Kaynak metin:
Konut kredisinde düşük faiz oranları müteahhitlere yaradı!
Haziran'da kamu bankalarının konut kredisi faiz oranlarını 0,64 oranına düşürmesiyle birlikte konut satışları patladı. Faiz indirimi müteahhitlere yaradı...
Haziran ayı başında kamu bankalarının öncülüğünde konut kredisi faiz oranları 0,64 oranına çekildi ve konut satışları rekor seviyede arttı.
Yeni Şafak Gazetesi köşe yazarı Ahmet Ulusoy, bugünkü köşesinde konut kredisi faizlerini kaleme aldı.
İşte Ahmet Ulusoy'un 'Kredi faizlerinin düşürülmesi kime yaradı?' başlıklı yazısı...
Bilindiği gibi kamu bankalarının öncülüğünde konut kredi faizleri bir süreliğine 0,64 oranına çekildi ve konut satışlarında bir patlama yaşandı.
Ağustos ayında yüzde 54.2, yılbaşından bu yana yüzde 42.6 artan konut satışları 8 ayda 1 milyon barajını aştı.

Görev: Konut kredisi faizleri üzerine olan metne göre konut satışları ağustos ayında yüzde kaç arttı? Yalnızca metindeki bilgilere dayanın.

Kayıtlar:
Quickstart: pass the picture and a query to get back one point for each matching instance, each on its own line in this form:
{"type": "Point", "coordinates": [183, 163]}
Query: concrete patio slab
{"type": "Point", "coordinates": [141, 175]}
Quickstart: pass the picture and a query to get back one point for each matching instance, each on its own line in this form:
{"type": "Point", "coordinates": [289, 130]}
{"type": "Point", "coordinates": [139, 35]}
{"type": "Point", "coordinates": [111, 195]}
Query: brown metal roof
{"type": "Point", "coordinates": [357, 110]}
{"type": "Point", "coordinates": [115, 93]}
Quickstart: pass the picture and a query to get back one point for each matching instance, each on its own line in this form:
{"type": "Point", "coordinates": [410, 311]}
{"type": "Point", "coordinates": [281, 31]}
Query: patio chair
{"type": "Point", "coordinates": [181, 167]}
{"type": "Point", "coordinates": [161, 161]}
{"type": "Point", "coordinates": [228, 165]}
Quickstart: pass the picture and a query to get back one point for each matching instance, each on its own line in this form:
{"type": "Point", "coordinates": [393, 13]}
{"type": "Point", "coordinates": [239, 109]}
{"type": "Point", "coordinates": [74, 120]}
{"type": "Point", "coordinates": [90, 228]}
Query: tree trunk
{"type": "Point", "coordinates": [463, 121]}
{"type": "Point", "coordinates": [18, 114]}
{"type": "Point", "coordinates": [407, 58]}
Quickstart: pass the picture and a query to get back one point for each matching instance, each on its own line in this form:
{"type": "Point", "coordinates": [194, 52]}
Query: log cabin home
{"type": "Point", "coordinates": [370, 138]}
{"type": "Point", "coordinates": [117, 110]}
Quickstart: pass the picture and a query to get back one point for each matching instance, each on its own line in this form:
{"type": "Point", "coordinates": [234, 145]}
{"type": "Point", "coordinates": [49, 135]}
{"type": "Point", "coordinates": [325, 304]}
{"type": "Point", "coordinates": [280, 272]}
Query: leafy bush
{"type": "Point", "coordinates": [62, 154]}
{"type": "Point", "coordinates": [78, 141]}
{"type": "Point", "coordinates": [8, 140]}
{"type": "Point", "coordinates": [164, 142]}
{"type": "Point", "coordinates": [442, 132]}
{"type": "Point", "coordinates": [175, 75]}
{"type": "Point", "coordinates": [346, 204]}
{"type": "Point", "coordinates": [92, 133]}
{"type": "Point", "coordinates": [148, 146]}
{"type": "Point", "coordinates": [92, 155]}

Sonuç: Yüzde 54.2